> _Given request_:
Return each of the following entries verbatim, reproducing every line without alteration.

> _Extracted material_:
[BEGIN]
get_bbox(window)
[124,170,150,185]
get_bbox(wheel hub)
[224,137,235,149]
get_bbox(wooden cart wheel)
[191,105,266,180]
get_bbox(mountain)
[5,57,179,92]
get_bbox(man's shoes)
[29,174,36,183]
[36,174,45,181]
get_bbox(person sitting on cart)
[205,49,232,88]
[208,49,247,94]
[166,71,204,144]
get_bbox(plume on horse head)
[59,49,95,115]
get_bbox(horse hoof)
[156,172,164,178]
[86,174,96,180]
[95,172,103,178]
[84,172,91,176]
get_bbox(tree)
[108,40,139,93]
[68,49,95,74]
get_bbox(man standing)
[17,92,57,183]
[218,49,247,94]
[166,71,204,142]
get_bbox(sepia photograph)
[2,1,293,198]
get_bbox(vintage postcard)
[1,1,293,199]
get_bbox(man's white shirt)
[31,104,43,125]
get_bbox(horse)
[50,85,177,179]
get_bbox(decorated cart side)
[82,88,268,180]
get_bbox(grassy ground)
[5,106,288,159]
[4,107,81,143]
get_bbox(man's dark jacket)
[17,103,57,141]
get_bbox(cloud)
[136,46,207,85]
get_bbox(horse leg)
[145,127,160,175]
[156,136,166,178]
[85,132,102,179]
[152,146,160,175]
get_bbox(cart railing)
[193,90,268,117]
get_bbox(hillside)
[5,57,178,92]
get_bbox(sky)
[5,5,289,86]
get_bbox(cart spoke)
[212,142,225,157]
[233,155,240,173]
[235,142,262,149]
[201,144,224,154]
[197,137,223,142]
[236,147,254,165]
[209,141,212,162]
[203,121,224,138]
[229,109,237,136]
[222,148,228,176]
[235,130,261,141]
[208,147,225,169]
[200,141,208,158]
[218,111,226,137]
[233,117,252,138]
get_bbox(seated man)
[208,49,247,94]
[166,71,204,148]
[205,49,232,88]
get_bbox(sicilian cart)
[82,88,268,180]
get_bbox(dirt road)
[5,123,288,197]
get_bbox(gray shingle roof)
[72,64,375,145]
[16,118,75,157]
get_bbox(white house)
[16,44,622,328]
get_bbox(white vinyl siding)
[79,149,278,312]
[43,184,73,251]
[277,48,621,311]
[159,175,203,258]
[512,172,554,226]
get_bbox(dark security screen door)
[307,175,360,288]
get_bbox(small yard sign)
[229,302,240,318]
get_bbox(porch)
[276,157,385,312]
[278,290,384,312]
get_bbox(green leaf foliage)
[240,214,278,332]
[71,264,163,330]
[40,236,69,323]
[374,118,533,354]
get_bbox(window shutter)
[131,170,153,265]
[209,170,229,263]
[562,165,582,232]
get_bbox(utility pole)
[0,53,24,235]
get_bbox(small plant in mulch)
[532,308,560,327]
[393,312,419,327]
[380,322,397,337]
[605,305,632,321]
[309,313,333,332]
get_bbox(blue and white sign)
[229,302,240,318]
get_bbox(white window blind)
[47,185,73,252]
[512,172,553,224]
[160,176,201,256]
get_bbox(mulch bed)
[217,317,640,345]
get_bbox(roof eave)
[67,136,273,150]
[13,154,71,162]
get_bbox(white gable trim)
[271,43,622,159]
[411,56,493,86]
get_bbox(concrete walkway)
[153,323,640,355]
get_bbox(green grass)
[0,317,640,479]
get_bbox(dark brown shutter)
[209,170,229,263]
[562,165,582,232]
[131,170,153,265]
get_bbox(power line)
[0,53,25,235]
[END]
> _Exercise response_:
get_bbox(window)
[124,170,150,185]
get_bbox(wheel hub)
[224,137,235,149]
get_bbox(wooden cart wheel)
[191,105,266,180]
get_bbox(mountain)
[5,57,179,92]
get_bbox(man's shoes)
[29,174,36,183]
[36,174,45,181]
get_bbox(person sitting on cart)
[205,49,232,88]
[208,49,247,94]
[166,71,204,144]
get_bbox(plume on horse head)
[59,49,95,115]
get_bbox(horse hoof)
[156,172,164,178]
[86,174,96,180]
[95,172,103,178]
[84,172,91,176]
get_bbox(tree)
[108,40,139,93]
[68,49,95,74]
get_bbox(man standing)
[17,92,57,183]
[218,49,247,94]
[166,71,204,142]
get_bbox(sepia photograph)
[2,1,293,198]
get_bbox(vintage postcard)
[1,1,293,199]
get_bbox(man's white shirt)
[31,104,43,125]
get_bbox(horse)
[50,85,177,179]
get_bbox(decorated cart side)
[82,88,268,180]
get_bbox(grassy ground)
[5,106,288,159]
[4,107,81,143]
get_bbox(man's dark jacket)
[17,103,57,141]
get_bbox(cloud)
[136,46,207,85]
get_bbox(horse leg)
[145,127,160,175]
[156,136,166,178]
[85,132,102,179]
[152,146,160,175]
get_bbox(cart railing)
[193,90,268,117]
get_bbox(hillside)
[5,57,178,92]
get_bbox(sky)
[5,5,289,86]
get_bbox(cart spoke)
[212,142,225,157]
[233,155,240,173]
[235,142,262,149]
[201,144,224,154]
[197,137,223,142]
[236,147,254,165]
[209,141,212,162]
[203,121,224,138]
[229,109,237,136]
[222,148,228,176]
[235,130,261,141]
[208,147,225,169]
[200,141,208,158]
[218,111,226,137]
[233,117,252,138]
get_bbox(seated man)
[208,49,247,94]
[166,71,204,148]
[205,49,232,88]
get_bbox(sicilian cart)
[82,88,268,180]
get_bbox(dirt road)
[5,123,288,197]
get_bbox(gray shingle roof)
[72,64,375,145]
[16,118,75,157]
get_bbox(white house)
[16,44,622,328]
get_bbox(white vinyl siding)
[79,149,278,312]
[43,184,73,251]
[277,48,621,311]
[159,175,203,258]
[512,172,554,226]
get_bbox(dark security screen door)
[307,175,360,288]
get_bbox(small yard sign)
[229,302,240,318]
get_bbox(porch)
[276,157,385,312]
[278,290,384,312]
get_bbox(green leaf foliage)
[240,214,278,332]
[71,264,163,330]
[40,236,69,323]
[374,118,533,354]
get_bbox(window shutter)
[131,170,153,265]
[209,170,229,263]
[562,165,582,232]
get_bbox(utility pole)
[0,53,24,235]
get_bbox(small plant in mulch)
[532,308,560,327]
[393,312,419,327]
[380,322,397,337]
[605,305,632,321]
[309,313,333,332]
get_bbox(blue and white sign)
[229,302,240,318]
get_bbox(white window blind)
[47,185,73,252]
[512,172,553,224]
[160,176,201,256]
get_bbox(mulch bed)
[217,317,640,345]
get_bbox(roof eave)
[67,136,273,150]
[13,154,71,162]
get_bbox(white gable trim)
[271,43,622,159]
[411,56,493,86]
get_bbox(concrete walkway)
[153,323,640,355]
get_bbox(green grass)
[0,317,640,479]
get_bbox(dark brown shutter)
[209,170,229,263]
[562,165,582,232]
[131,170,153,265]
get_bbox(power line)
[0,53,25,235]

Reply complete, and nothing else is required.